■ Tasks for this exercise:
a: Answer these questions from the saxophone review, giving each answer on its own line marked the same way:
(i) What guide price is given for the used horn?
(ii) According to the review, what caused the small brown spots on the bell joint?
(iii) What material did the reviewer use in place of the synthetic cork in strategic places?
b: Reproduce the part of the saxophone review starting with "The horn is" and going on through "any superfluous gadgets.", swapping "lacquer" for "varnish".

B&S 2001 tenor saxophone
Guide price: £500 (used)
Date of manufacture: 1990
Date reviewed: April 2007
A pro quality horn from the short-lived B&S
In my review of the B&S
2001 alto I commented on the similarities with Keilwerth's horns,
so when a B&S tenor came into the workshop I fully expected to find
the same features - given that it bore the same model number. On examining
the horn, however, it appears that there are few, if any, similarities.
The body is typically contemporary affair, with the stack action set on
straps (a single strip of metal, to which all the pillars in a particular
group are attached), adjustable thumbrest and a detachable bell.
There's a sufficiently sturdy bell brace, a generously sized sling ring
and a detachable arched bell key compound pillar.
The pillars and fittings are neat and tidy, and have been well fitted
to the horn.
One handy feature, for repairers at least, is a detachable guard on the
lower F#. It can often be quite tricky gaining access to this hole with
a pad setting plate when seating the pad, and this key is often the source
of a small leak where a pad seat has been fumbled.
So far so good.
This horn was in for a general service, and my first impression of it
was how badly the action was set up. On dismantling the instrument I was
able to get a closer look at the setup and discovered a few unpleasant
surprises, the most notable being a significant number of slightly warped
As mentioned in other reviews, there are number of ways in which a tonehole
can become warped - and for horns that have seen some 'action in the field'
it's often down to dents and other body damage.
This tends to affect specific toneholes though, the ones adjacent to any
damaged area of the body - so when warps are found throughout the body,
and with no signs of damage to the body, the culprit is bad manufacturing.
Given the build quality of the alto and the target clientele this horn
was aimed at, I was rather disappointed to find such anomalies.
The horn is finished with a neat coat of clear lacquer which lends the
horn a nice, clean look.
I found a couple of small brown spots (from flux bleed) on the bell joint
and under the bell rim which really shouldn't have been there on a professional
horn that's barely half a dozen years old.
*I orginally had the date of manufacture as 2001, but it's since been
said that it's closer to 1990 - in which case the flux bleed spots are
The keywork is neat and well built. There's nothing in particular that
stands out about the design of the keywork, it's quite functional and
doesn't have any superfluous gadgets.
About the only thing of note was the design of the low C# mechanism, which
was inclined to be a bit bouncy. I tried adding felt buffers here and
there, but to no avail - what's really needed is a flat spring on top
of the lever...not a difficult or expensive mod.
There are no adjusters on the mains stacks, so home tweaking isn't going
to be a simple affair.
The setup was poor, and I noted one or two slightly warped key cups.
Some of the cup angles were way off, requiring some significant adjustment
to bring them back on the level. Given that the pads on these keys had
been set at an angle it's a very fair bet that this was how the horn left
I noted the use of synthetic cork throughout. This really didn't do
the action any favours at all. Synthetic cork certainly has its uses,
but not when it comes to general action buffers. The stuff compresses
too readily, is hard to adjust and lends the action a spongy feel. Replacing
it with felt in strategic places brought a great deal more 'snap' to the
action and improved the feel and response no end.

■ Supplied entries:
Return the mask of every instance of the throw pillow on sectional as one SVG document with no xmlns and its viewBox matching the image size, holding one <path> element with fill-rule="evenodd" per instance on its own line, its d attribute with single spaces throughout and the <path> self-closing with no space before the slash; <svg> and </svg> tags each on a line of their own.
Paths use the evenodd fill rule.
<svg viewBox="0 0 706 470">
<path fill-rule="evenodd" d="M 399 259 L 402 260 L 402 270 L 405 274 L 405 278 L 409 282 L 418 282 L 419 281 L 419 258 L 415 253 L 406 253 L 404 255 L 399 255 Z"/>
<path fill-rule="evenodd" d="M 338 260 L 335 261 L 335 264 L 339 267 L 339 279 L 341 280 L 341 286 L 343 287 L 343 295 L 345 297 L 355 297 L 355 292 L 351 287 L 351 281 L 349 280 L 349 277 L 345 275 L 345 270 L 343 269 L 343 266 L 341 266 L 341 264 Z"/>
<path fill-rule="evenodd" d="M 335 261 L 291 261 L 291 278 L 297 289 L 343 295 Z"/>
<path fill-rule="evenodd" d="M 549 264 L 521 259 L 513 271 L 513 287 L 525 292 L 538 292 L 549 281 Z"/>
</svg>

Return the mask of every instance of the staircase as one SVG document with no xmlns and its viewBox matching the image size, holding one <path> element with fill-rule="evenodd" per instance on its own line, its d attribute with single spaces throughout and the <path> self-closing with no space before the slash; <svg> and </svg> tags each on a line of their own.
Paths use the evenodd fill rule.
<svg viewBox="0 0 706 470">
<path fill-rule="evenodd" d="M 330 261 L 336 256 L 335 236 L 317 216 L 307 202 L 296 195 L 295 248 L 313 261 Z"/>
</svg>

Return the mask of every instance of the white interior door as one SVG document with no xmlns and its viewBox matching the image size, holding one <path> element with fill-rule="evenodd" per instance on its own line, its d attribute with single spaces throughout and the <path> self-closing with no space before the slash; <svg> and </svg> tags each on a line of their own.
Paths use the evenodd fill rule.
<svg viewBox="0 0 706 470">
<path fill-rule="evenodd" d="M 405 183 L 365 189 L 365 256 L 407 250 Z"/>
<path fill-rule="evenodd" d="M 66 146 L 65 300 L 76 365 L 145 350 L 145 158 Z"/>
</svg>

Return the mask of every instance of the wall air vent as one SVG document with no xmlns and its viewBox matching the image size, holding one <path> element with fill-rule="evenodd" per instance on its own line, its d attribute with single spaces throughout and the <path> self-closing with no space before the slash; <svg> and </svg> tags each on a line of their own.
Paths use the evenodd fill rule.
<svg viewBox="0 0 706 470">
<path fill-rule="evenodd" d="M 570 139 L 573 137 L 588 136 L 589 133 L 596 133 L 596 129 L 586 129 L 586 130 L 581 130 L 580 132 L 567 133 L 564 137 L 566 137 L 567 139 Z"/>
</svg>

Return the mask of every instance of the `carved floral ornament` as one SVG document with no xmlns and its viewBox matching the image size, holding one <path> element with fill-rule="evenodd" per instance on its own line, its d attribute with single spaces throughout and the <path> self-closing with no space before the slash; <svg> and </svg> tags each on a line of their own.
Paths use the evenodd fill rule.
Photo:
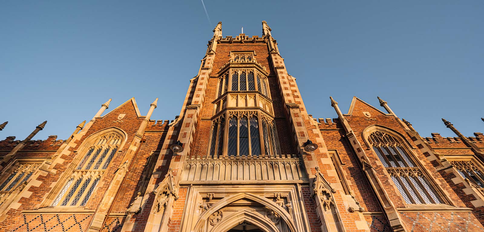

■ Results by task:
a:
(i) £500
(ii) Flux bleed
(iii) Felt

b:
The horn is finished with a neat coat of clear varnish which lends the
horn a nice, clean look.
I found a couple of small brown spots (from flux bleed) on the bell joint
and under the bell rim which really shouldn't have been there on a professional
horn that's barely half a dozen years old.
*I orginally had the date of manufacture as 2001, but it's since been
said that it's closer to 1990 - in which case the flux bleed spots are
The keywork is neat and well built. There's nothing in particular that
stands out about the design of the keywork, it's quite functional and
doesn't have any superfluous gadgets.